■ **JOBS**
1) Translate this sentence from the forum post about the failing backup job into Spanish: "As previously stated the issue began suddenly about 3 weeks ago with no known environmental changes that would have been a cause."
2) List each software product or operating system that the forum post about the failing backup job names with a version designation, using the post's own wording.

Video Screencast Help
Symantec to Separate Into Two Focused, Industry-Leading Technology Companies. Learn more.

Single Backup Job Failing: System?State - 1 item skipped

Created: 18 Mar 2013 | 8 comments

Hello all.

I've suddenly encountered an issue causing a single backup job to fail.  This backup job has been running for probably 6 months + without issue and we have not recently installed / edited anything on the server that is encountering the failure.  The backup job in question (all of our backup jobs, actually) were recreated from scratch post migration to BE2012.

BE2012 - (latest version / fully patched) - is running on Win 2k8r2 svr.
The server having failed back-ups is [Win 2k3 (32-bit) acting as a Domain Controller].
As previously stated the issue began suddenly about 3 weeks ago with no known environmental changes that would have been a cause.

There are no corresponding issues in the Windows event logs when the backup job fails that would correspond to the failure.
There are info-entries in the event logs from VSS service corresponding to the backup job's time-frame and the entries do not show any errors.  The messages are: 'lsass (476) Shadow copy 1 freeze started' & 'lsass (476) Shadow copy 1 freeze stopped'.

■ **Location identification rows**

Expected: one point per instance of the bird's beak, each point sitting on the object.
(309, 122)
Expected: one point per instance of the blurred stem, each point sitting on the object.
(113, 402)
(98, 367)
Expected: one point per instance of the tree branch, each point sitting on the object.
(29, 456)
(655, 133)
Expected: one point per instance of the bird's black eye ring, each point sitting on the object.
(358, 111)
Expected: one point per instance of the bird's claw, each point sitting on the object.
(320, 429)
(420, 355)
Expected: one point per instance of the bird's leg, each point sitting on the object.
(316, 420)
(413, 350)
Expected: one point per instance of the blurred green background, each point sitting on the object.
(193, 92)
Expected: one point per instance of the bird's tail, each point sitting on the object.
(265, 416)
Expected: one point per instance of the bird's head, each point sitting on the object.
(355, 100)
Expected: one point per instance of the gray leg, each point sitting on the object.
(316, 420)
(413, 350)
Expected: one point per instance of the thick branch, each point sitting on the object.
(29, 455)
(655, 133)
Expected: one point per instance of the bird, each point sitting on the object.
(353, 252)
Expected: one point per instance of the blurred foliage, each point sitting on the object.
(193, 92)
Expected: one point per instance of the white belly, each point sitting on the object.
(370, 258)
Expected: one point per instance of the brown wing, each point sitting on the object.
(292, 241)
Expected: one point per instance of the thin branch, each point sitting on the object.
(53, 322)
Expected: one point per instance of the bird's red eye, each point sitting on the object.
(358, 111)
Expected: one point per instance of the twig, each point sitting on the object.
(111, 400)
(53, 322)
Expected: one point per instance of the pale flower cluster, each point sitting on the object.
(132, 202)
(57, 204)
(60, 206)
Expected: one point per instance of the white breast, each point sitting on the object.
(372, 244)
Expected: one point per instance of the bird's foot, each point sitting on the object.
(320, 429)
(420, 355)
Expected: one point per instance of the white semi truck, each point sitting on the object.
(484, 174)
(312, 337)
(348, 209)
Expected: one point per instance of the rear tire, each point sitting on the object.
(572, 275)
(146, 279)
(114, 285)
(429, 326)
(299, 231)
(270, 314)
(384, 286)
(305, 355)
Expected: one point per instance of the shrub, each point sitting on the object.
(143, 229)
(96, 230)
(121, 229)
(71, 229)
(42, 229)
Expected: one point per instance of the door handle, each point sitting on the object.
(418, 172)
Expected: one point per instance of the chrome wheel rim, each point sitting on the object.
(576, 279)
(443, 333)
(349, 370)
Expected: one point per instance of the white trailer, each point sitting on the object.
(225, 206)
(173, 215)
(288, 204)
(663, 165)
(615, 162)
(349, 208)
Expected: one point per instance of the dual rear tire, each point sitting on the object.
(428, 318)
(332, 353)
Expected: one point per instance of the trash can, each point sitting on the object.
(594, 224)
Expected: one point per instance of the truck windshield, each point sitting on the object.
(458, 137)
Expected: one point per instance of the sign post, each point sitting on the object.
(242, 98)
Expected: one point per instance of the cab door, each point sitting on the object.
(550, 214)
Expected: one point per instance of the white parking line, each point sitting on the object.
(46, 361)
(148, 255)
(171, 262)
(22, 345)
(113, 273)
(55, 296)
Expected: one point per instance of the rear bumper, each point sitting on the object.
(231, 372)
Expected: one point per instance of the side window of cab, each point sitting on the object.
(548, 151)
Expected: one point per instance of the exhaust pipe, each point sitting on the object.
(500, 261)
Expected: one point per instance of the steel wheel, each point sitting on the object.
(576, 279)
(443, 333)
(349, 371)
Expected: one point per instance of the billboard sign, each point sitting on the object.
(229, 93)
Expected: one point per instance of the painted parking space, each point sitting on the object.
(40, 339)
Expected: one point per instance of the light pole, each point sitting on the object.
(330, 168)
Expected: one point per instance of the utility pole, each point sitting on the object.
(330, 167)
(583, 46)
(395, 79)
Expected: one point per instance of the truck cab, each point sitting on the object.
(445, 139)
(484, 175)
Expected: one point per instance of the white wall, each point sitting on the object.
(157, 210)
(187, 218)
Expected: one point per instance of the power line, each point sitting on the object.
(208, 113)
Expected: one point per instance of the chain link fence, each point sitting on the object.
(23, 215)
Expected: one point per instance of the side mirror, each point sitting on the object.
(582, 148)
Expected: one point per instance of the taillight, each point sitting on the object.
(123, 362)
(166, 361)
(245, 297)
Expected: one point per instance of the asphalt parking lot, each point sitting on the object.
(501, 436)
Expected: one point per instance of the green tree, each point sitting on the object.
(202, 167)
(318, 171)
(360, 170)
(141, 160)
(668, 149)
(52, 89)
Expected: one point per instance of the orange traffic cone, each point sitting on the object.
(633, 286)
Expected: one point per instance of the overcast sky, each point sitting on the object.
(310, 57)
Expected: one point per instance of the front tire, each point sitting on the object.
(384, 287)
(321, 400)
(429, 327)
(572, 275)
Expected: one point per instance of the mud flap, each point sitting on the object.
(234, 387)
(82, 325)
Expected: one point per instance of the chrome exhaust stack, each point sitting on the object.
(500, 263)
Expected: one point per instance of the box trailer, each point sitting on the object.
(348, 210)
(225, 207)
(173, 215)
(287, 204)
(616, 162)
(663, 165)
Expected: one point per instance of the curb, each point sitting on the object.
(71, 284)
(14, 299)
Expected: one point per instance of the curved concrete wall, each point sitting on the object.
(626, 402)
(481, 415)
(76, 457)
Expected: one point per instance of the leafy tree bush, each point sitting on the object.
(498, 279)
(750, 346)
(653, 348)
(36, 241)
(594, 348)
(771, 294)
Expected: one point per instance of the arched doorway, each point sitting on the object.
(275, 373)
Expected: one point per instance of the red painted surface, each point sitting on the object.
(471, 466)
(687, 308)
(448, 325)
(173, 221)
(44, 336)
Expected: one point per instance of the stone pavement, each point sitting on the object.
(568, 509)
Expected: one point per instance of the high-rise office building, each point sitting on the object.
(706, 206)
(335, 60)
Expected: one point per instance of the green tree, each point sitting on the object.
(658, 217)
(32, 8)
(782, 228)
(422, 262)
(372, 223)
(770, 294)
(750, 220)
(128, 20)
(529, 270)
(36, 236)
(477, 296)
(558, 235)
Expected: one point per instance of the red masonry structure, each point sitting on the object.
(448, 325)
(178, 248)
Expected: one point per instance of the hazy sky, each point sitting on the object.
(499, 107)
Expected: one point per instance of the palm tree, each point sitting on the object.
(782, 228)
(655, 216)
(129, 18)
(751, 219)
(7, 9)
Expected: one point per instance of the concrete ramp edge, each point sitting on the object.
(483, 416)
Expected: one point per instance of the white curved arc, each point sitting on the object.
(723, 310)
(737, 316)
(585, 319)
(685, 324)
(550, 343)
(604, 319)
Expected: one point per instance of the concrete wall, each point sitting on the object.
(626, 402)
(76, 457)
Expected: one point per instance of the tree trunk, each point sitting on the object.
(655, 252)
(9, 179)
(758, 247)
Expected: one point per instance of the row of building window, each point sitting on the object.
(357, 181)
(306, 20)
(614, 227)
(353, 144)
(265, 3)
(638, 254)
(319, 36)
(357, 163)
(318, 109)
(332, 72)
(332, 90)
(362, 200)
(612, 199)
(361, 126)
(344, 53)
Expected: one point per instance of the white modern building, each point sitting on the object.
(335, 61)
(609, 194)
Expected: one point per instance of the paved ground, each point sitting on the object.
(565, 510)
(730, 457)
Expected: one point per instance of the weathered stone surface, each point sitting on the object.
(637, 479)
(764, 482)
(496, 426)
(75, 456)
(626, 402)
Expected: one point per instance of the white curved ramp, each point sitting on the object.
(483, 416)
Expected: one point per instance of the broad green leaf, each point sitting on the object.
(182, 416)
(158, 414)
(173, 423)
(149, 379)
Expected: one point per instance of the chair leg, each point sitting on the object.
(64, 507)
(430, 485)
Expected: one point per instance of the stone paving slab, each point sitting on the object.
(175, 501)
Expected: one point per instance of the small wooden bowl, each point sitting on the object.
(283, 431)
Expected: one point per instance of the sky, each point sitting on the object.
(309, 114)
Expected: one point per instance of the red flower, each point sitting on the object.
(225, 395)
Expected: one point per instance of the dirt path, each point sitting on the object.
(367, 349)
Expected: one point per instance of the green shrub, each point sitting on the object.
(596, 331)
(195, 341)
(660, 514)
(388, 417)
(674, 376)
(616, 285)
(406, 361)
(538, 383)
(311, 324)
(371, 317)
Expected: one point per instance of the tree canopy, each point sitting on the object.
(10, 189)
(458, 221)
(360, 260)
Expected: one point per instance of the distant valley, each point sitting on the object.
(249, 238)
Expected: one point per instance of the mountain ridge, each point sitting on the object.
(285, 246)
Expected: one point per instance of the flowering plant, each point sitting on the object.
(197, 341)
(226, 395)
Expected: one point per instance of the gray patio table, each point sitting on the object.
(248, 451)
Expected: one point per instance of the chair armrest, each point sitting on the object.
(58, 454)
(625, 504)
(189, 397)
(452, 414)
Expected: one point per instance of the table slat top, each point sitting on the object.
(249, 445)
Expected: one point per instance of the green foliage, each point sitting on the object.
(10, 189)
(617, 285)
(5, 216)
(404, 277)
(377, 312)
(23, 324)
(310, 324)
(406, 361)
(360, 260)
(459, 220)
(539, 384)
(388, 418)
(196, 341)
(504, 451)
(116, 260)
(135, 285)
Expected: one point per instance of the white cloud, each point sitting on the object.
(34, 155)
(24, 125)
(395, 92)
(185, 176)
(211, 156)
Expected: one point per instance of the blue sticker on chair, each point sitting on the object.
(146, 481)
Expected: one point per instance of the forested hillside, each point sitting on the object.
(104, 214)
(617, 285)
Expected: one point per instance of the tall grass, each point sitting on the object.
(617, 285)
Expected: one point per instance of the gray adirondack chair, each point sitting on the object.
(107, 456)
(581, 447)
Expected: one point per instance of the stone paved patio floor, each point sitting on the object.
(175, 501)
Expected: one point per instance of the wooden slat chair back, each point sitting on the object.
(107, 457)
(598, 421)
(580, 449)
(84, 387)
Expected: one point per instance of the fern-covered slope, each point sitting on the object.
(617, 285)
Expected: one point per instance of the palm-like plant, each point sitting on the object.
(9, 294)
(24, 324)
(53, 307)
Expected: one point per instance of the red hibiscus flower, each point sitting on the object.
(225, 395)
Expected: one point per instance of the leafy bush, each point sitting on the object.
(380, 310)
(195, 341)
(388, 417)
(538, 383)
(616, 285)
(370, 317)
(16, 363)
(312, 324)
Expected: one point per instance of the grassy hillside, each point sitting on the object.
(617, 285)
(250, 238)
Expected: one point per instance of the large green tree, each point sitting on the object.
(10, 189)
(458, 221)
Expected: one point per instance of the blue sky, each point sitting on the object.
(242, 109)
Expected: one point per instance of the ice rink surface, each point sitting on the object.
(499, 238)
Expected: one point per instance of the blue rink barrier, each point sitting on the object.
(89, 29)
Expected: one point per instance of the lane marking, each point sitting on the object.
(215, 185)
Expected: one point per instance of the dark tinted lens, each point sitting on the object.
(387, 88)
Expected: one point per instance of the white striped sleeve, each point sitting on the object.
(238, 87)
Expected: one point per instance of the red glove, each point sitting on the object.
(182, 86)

■ **CORRECT ANSWERS**
1) Como se indicó anteriormente, el problema comenzó de repente hace unas 3 semanas sin ningún cambio conocido en el entorno que pudiera haberlo causado.

2)
- BE2012
- Win 2k8r2 svr
- Win 2k3 (32-bit)